WHAT IS ASKED: Copy the rows below, swapping every "keypoint" for "landmark" and leaving the rest unchanged.

┄┄┄┄┄┄

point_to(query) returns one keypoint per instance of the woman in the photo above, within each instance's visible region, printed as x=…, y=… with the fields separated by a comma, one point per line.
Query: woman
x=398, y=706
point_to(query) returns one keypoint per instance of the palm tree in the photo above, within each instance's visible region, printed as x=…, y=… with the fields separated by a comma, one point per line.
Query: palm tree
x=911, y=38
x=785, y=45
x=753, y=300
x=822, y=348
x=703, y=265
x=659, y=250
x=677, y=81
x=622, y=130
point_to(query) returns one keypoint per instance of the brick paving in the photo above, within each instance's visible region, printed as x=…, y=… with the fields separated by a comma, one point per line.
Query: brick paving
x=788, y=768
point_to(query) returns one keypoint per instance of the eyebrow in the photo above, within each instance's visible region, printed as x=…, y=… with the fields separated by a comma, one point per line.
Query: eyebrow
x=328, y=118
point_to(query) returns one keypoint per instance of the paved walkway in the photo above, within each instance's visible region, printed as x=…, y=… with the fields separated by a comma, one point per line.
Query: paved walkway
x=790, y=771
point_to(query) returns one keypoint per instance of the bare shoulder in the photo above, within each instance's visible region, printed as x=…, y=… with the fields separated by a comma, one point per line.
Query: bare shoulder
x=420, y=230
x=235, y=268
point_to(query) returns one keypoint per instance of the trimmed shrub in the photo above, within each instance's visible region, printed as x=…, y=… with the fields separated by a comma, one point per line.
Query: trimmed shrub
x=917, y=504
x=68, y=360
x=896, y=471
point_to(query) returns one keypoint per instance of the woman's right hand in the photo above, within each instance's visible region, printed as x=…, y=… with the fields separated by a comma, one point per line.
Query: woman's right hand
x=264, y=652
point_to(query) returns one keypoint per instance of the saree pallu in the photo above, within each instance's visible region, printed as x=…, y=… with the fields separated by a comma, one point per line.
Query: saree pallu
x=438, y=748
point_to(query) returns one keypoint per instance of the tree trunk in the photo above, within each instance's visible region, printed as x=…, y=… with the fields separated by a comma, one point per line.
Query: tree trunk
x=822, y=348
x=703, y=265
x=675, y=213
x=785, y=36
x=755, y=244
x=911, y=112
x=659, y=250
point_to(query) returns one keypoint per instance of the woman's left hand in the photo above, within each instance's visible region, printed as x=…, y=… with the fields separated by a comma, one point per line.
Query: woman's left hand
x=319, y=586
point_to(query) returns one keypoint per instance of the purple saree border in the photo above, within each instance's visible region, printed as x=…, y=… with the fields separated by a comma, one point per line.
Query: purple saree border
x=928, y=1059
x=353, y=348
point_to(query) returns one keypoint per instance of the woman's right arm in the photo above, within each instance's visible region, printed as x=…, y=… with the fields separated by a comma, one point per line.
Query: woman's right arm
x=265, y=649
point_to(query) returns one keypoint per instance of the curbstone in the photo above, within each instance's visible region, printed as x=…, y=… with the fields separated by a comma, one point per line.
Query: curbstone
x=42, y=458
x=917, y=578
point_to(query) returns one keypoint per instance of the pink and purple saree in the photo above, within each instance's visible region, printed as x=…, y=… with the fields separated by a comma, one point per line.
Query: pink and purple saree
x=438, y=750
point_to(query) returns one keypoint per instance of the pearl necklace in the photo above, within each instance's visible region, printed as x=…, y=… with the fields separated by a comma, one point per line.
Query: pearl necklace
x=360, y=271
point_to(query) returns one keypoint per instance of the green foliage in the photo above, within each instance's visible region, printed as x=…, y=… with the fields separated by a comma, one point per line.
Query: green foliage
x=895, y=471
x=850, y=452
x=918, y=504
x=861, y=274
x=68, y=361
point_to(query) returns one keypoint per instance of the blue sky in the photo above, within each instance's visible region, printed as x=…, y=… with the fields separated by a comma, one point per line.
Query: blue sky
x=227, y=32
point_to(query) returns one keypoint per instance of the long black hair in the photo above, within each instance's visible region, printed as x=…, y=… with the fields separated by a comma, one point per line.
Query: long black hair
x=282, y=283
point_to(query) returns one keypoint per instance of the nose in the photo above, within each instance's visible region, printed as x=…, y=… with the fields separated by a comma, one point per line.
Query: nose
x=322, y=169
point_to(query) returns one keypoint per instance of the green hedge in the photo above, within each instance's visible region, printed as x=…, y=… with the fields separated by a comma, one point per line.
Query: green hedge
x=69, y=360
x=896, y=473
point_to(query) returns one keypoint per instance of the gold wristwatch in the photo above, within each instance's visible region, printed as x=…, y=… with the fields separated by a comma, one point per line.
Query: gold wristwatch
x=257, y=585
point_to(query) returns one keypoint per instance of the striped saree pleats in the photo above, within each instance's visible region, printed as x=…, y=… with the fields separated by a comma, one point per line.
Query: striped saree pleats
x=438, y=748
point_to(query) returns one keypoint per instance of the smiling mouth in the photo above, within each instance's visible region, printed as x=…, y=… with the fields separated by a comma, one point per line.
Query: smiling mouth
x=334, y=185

┄┄┄┄┄┄

COMPLETE RESPONSE:
point_to(query) returns one landmark per instance of the woman in the photo above, within each instance's visible region, printed as x=…, y=… with the fields separated by a comma, one point per line.
Query: woman
x=398, y=706
point_to(query) returns one landmark per instance of the palm tree in the photo above, within each instance's visible region, printed as x=…, y=… with the fields separated by a comma, one point per line.
Query: palm tree
x=911, y=38
x=785, y=45
x=753, y=300
x=822, y=348
x=703, y=265
x=659, y=250
x=677, y=81
x=622, y=130
point_to(query) returns one landmark per instance of the brick paving in the photo above, within each instance's visible region, printed as x=…, y=… with the fields separated by a comma, one point per line.
Query: brick paving
x=788, y=768
point_to(query) returns one landmark per instance of the eyebrow in the photo above, within each instance's visible region, printed as x=…, y=… with the fields separated by a comma, one point per line.
Query: eyebrow
x=328, y=118
point_to(query) returns one landmark per instance of the paved walkway in the photo above, within each instance's visible region, printed as x=…, y=… with the fields separated by a comma, one point per line.
Query: paved walkway
x=790, y=771
point_to(query) returns one landmark per instance of the bare shoulder in the photo above, within each instance's visible region, printed as x=…, y=… with the fields separated by a comma, one point per line.
Query: bare shoulder
x=420, y=230
x=235, y=268
point_to(query) returns one landmark per instance of the trimmed shrub in the photo above, within each instance's visible region, printed as x=…, y=… with the fields separated by a comma, one point per line.
Query: trimmed shrub
x=917, y=504
x=68, y=360
x=896, y=471
point_to(query) returns one landmark per instance of the woman's right hand in the photo above, within each instance's visible region, printed as x=…, y=… with the fields separated by a comma, one point per line.
Query: woman's right hand
x=264, y=652
point_to(query) returns one landmark per instance of the saree pallu in the photo above, within each instance's visible region, printed as x=…, y=… with the fields separated by a comma, one point per line.
Query: saree pallu
x=438, y=748
point_to(query) returns one landmark per instance of the tree trunk in the photo above, within each instance's visible region, printed as x=…, y=… with the fields separated by a comma, one point per line.
Query: tree trunk
x=822, y=348
x=703, y=265
x=675, y=213
x=785, y=36
x=755, y=244
x=911, y=112
x=659, y=250
point_to(query) returns one landmark per instance of the woman's left hand in the photo above, within each instance's visible region, printed as x=…, y=… with the fields separated by a comma, one point per line.
Query: woman's left hand
x=319, y=586
point_to(query) returns one landmark per instance of the purple saree border in the photo above, within each instance's visible region, printed as x=…, y=… with the fields separated by a comma, one point per line.
Query: purple saree border
x=928, y=1059
x=353, y=348
point_to(query) returns one landmark per instance of the woman's right arm in the photo above, within each instance's visible region, printed as x=…, y=… with the fields separated by a comma, one point per line.
Query: woman's right arm
x=265, y=649
point_to(query) returns one landmark per instance of the curbstone in the photo above, within each instance's visible region, printed as x=…, y=… with the fields separated by a comma, one point per line.
Query: curbstone
x=42, y=458
x=917, y=578
point_to(query) returns one landmark per instance of the pink and purple saree in the photo above, within each instance's visible region, printed as x=…, y=… with the fields separated by a comma, one point per line.
Query: pink and purple saree
x=438, y=750
point_to(query) returns one landmark per instance of the pearl necklace in the photo above, within each instance's visible region, printed as x=…, y=… with the fields separated by a comma, one point per line.
Query: pearl necklace
x=360, y=271
point_to(query) returns one landmark per instance of the green foliage in the photo above, within each instance's visible region, printed as x=…, y=… with the fields separated by a comma, one point per line.
Query: green foliage
x=895, y=471
x=850, y=452
x=918, y=504
x=861, y=274
x=68, y=361
point_to(query) returns one landmark per instance of the blue sky in the photo above, within each instance's visible region, printed as x=…, y=… with the fields separated by a comma, one point per line.
Query: blue sky
x=227, y=32
point_to(query) returns one landmark per instance of the long black hair in the photo above, within each instance's visible region, printed as x=…, y=… with the fields separated by a comma, one point per line.
Query: long black hair
x=282, y=283
point_to(query) returns one landmark per instance of the nose in the photo above, within each instance's visible region, printed as x=…, y=… with the fields separated by a comma, one point per line.
Query: nose
x=322, y=169
point_to(query) returns one landmark per instance of the green hedge in the photo above, within each instance's visible region, printed as x=…, y=… with the fields separated by a comma, one point per line.
Query: green hedge
x=69, y=360
x=896, y=473
point_to(query) returns one landmark per instance of the gold wristwatch in the photo above, within each instance's visible region, printed as x=…, y=… with the fields separated by a comma, one point per line.
Query: gold wristwatch
x=257, y=585
point_to(query) returns one landmark per instance of the striped saree pleats in the photo above, within each instance's visible region, printed as x=…, y=… with the fields separated by a comma, one point per line.
Query: striped saree pleats
x=438, y=748
point_to(query) returns one landmark per instance of the smiling mouth in the photo above, within each instance's visible region, printed as x=…, y=… with the fields separated by a comma, one point per line.
Query: smiling mouth
x=334, y=185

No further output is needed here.